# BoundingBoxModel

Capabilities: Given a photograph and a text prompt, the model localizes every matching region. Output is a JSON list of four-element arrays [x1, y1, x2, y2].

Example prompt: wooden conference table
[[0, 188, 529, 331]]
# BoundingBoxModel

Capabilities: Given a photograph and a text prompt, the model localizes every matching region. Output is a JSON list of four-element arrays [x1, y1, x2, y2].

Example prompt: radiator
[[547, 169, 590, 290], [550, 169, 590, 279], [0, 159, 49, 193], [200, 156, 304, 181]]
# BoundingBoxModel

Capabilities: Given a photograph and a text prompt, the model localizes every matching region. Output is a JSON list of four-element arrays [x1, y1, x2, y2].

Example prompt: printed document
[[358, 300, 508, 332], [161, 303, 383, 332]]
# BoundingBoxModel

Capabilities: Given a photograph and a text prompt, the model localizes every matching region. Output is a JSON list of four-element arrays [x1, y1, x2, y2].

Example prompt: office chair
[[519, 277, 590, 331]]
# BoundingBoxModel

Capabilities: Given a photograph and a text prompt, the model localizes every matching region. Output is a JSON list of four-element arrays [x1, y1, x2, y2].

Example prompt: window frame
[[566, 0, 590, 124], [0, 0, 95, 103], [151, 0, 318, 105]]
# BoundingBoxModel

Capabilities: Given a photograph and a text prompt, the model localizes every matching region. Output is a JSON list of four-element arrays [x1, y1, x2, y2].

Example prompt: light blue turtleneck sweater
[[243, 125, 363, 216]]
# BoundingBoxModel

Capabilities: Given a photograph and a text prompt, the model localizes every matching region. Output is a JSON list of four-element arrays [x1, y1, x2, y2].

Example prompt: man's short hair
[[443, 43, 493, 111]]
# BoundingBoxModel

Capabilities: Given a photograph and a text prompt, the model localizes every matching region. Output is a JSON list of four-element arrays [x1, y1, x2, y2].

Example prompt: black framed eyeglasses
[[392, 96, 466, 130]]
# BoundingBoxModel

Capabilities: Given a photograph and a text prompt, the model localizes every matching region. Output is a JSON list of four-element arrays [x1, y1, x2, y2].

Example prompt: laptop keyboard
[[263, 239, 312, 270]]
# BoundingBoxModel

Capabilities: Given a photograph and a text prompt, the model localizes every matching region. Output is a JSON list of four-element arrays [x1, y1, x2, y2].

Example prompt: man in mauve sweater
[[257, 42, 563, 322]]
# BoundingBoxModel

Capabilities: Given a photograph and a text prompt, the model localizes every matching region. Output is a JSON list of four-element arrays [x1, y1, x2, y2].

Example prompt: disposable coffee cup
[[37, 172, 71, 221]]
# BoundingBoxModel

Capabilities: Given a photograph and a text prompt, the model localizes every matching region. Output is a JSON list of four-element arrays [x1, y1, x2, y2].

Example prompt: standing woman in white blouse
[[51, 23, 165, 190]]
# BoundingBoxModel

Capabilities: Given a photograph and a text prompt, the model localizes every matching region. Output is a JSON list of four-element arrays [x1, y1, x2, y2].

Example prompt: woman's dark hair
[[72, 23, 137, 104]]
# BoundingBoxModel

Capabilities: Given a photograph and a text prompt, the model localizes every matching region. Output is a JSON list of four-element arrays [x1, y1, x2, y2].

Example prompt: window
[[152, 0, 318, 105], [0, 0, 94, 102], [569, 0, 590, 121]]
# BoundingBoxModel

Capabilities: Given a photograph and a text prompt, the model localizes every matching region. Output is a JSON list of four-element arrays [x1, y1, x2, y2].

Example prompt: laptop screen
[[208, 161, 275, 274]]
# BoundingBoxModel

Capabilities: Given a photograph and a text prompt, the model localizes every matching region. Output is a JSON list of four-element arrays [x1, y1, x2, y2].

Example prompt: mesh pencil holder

* * * *

## PROBLEM TO SOLVE
Every entry needs to be written out again, exactly as given.

## THE COMPLETED TASK
# BoundingBoxModel

Capabilities: Given a photograph and a text prompt, the model localizes every matching region. Output is a JSON list of four-element arrays [x1, y1, x2, y2].

Example prompt: wooden conference table
[[0, 188, 529, 331]]
# BoundingBoxModel

Capabilities: Given a photograph and a text prompt, the model localizes every matching region. Output is a JSON list of four-element arrays [x1, y1, x2, y2].

Example prompt: radiator
[[547, 169, 590, 290], [550, 169, 590, 279], [0, 159, 49, 193], [200, 156, 304, 181]]
# BoundingBoxModel

Capabilities: Given a photograph and a text prompt, the model localizes every matching region. Output is a JSON list of four-element arrays [x1, y1, x2, y2].

Example prompt: printed document
[[358, 300, 508, 332], [161, 303, 383, 332]]
# BoundingBoxModel

Capabilities: Given a photograph and a text prompt, the model localizes every matching region. Output is a JSON list of four-element arrays [x1, y1, x2, y2].

Example prompt: office chair
[[519, 277, 590, 331]]
# BoundingBoxModel

Capabilities: Given a photograph and a text prompt, the model localizes every matching region. Output is a JSON list of four-element arrays [x1, y1, x2, y2].

Example prompt: window frame
[[566, 0, 590, 124], [0, 0, 95, 103], [151, 0, 318, 105]]
# BoundingBoxModel

Capabilities: Given a photograph and a text prompt, the model localizes every matching region. Output is a JSON list of four-element arrays [x1, y1, x2, y2].

Example prompt: light blue turtleneck sweater
[[243, 125, 363, 216]]
# BoundingBoxModel

Capabilities: Given a photograph and a text prompt, the model localizes every matching region. Output is a JSON list of four-element arrays [x1, y1, x2, y2].

Example prompt: man's short hair
[[443, 43, 493, 111]]
# BoundingBoxModel

Capabilities: Given a photograph and a text prompt, the model localizes every matching region. Output is a JSON list of four-element arrays [x1, y1, x2, y2].

Example prompt: black framed eyeglasses
[[392, 96, 466, 130]]
# BoundingBoxModel

Capabilities: Given a photograph and a text prompt, the model localizes every matching region. Output is a JSON list of four-element arrays [x1, y1, x2, y2].

Example prompt: laptop keyboard
[[263, 239, 312, 270]]
# BoundingBoxModel

Capabilities: Given a photograph and a text prompt, the model localizes every matching region. Output is a JSON list of four-element arrays [x1, y1, x2, y2].

Example prompt: man in mauve sweater
[[257, 42, 563, 322]]
# BoundingBoxModel

Capabilities: Given a photograph and a text prompt, the model localizes every matching region. Output is a JSON list of four-element arrays [x1, y1, x2, y2].

Example prompt: disposable coffee cup
[[37, 172, 71, 221]]
# BoundingBoxModel

Capabilities: Given a photograph and a text prompt, the model localizes every matching region. Output is a JSON list of four-element arrays [x1, y1, x2, y2].

Example prompt: standing woman in white blouse
[[51, 23, 165, 190]]
# BoundingBoxModel

Capabilities: Given a photograph and a text prompt, the model localizes every matching region. Output is a JSON list of four-element arrays [x1, y1, x2, y2].

Example prompt: woman's dark hair
[[72, 23, 137, 104]]
# BoundingBoxModel

Capabilities: Given a photograph and a text prompt, the model localizes every matching region. Output is a JSON list of four-element arrays [x1, y1, x2, y2].

Example prompt: window
[[152, 0, 318, 105], [0, 0, 94, 102], [569, 0, 590, 121]]
# BoundingBoxModel

Capabilities: Given a photograph and a text prompt, the model localizes every matching region. Output is a JSON list of four-element arrays [x1, y1, x2, y2].

Example prompt: laptop screen
[[208, 161, 275, 274]]
# BoundingBoxModel

Capabilities: Given a photograph and a text prompt, the model localizes every matching region. Output is a JSON list of four-element arrays [x1, y1, x2, y2].

Example prompt: mesh pencil holder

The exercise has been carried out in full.